### Stated exercise 1
Rewrite the part of the post on startup customers that begins at the words "For context, most" and stops after "a market yet!", replacing "minimum viable product" with "first working version".

### Document segment
++++++
As I find myself in RFP-land again, I found myself pondering how my previous startups spent tremendous amounts of time working on these Requests For Proposals from huge customers. Enough so to warrant a blog post that may be helpful for current startups: how to choose between small customers and large customers, like governments and telcos with procurement departments.
Now, there are of course rare startups that sell straight to consumers, and their game is different. These typically are the startups everyone knows about, because they deal with customers (you) directly. But chances are your startup either sells to businesses, or will need to reach the consumer through established distributors or vendors that embed your stuff into their product. If you plan to sell to consumers directly, this post is not for you.
For context, most startups eventually have a ‘minimum viable product’ (MVP), or at least something that strives to be that. Product/market fit has not been achieved, let alone a perfect match. In other words, customers may be wanting things you have not gotten round to offering, or did not know they wanted. And meanwhile you added lots of stuff that the perceive as excess baggage. Not only is the product not perfect, neither is your knowledge of the market. There may not BE a market yet!
At this stage, there should be good contact with potential customers already. There are lots of small ones to talk to and far fewer very large ones. Who should you spend your time on?
Everyone discovers early that lofty revenue/profit goals will not be achieved with smaller customers in a reasonable timeframe. If you need thousands of business engagements to get to where you want to be, a startup-sized salesforce is not going to get you there in a reasonable timeframe. In fact, the salesforce that could make this happen does not want to work with you. Good salespeople work with companies with established products so they know they can make quotum (READ THIS LINK, by the way).
++++++
### Available data
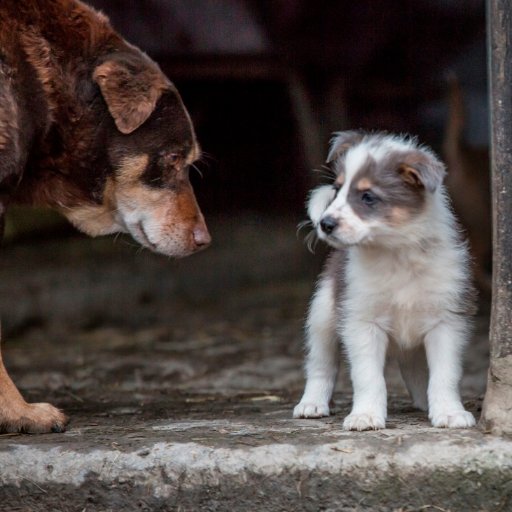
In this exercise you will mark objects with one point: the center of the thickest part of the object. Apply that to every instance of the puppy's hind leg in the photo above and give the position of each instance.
(414, 370)
(322, 359)
(443, 346)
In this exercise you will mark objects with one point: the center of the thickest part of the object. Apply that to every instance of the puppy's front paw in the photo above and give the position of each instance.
(453, 419)
(364, 421)
(311, 410)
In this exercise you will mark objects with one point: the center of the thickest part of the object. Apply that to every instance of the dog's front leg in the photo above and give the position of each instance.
(16, 415)
(443, 346)
(322, 359)
(366, 345)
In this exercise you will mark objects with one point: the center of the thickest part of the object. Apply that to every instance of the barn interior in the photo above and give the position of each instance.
(122, 338)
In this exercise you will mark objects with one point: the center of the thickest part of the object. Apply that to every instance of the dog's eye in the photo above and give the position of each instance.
(172, 159)
(369, 198)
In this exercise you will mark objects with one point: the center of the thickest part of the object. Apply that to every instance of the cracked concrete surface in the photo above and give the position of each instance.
(180, 380)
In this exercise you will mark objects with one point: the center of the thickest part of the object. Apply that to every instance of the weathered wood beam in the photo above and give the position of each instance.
(497, 409)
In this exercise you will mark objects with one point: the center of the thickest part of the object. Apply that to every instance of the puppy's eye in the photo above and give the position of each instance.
(369, 198)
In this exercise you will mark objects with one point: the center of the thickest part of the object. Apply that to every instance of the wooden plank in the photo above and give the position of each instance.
(497, 410)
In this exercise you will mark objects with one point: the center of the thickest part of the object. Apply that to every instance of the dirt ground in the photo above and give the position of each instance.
(138, 349)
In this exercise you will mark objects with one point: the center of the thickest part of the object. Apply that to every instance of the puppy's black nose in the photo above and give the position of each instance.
(328, 224)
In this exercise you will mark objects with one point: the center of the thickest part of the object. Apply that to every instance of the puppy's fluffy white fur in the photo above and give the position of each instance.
(389, 286)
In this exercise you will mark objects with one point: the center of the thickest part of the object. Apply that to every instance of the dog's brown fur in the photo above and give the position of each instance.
(89, 125)
(468, 181)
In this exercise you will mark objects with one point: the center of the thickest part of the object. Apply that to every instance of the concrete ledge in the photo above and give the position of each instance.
(316, 467)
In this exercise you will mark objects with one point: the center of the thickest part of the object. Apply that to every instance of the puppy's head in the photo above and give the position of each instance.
(146, 147)
(382, 188)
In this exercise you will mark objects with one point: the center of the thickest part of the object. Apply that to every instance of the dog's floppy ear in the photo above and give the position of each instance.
(342, 141)
(422, 169)
(131, 86)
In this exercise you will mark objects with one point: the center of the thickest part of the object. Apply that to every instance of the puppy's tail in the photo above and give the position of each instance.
(453, 137)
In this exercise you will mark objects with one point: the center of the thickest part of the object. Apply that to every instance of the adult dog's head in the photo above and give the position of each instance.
(148, 144)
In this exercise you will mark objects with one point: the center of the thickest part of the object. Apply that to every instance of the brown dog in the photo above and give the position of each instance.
(89, 125)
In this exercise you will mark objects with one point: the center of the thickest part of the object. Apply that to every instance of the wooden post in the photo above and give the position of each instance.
(497, 408)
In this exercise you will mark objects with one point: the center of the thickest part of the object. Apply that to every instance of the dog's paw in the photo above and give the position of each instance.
(311, 410)
(364, 421)
(453, 419)
(34, 419)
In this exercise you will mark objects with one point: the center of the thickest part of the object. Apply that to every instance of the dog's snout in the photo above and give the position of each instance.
(201, 235)
(328, 224)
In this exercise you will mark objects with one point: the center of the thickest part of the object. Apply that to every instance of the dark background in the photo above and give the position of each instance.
(267, 82)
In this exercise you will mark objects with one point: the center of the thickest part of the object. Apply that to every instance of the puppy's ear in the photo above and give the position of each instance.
(342, 141)
(319, 200)
(130, 86)
(422, 169)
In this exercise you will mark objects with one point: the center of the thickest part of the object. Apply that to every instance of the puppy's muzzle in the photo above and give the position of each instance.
(328, 224)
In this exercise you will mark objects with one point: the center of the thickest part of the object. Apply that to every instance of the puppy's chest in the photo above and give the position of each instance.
(402, 301)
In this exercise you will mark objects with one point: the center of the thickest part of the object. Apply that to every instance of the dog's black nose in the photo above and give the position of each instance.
(328, 224)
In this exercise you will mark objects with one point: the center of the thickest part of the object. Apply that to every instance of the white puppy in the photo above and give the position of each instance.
(398, 279)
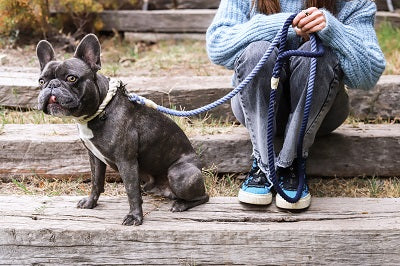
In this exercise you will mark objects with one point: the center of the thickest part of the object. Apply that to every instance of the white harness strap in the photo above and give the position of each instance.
(114, 85)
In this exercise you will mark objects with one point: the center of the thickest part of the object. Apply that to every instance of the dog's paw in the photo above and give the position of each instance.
(87, 203)
(132, 220)
(179, 206)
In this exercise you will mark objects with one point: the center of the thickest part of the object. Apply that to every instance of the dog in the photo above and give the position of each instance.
(143, 145)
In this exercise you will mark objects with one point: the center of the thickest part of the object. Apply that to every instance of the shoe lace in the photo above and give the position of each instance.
(256, 177)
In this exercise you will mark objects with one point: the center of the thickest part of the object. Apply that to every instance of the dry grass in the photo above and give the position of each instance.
++++++
### Stated exercise 2
Collect every line of the records that contains the string "white", matching case exactly.

### Task answer 1
For context, most startups eventually have a ‘first working version’ (MVP), or at least something that strives to be that. Product/market fit has not been achieved, let alone a perfect match. In other words, customers may be wanting things you have not gotten round to offering, or did not know they wanted. And meanwhile you added lots of stuff that the perceive as excess baggage. Not only is the product not perfect, neither is your knowledge of the market. There may not BE a market yet!

### Task answer 2
In this exercise you will mark objects with one point: the center of the thickest part of the object. Apply that to every instance of the puppy's fluffy white fur in the photo above and give the position of each instance.
In this exercise you will mark objects with one point: the center of the thickest part of the object. Apply that to every instance of the white puppy in the photo above and give the position of each instance.
In this exercise you will mark objects with one point: the center of the thickest part of the object. Apply that to every instance of the white harness strap in the photo above and give the position of each instance.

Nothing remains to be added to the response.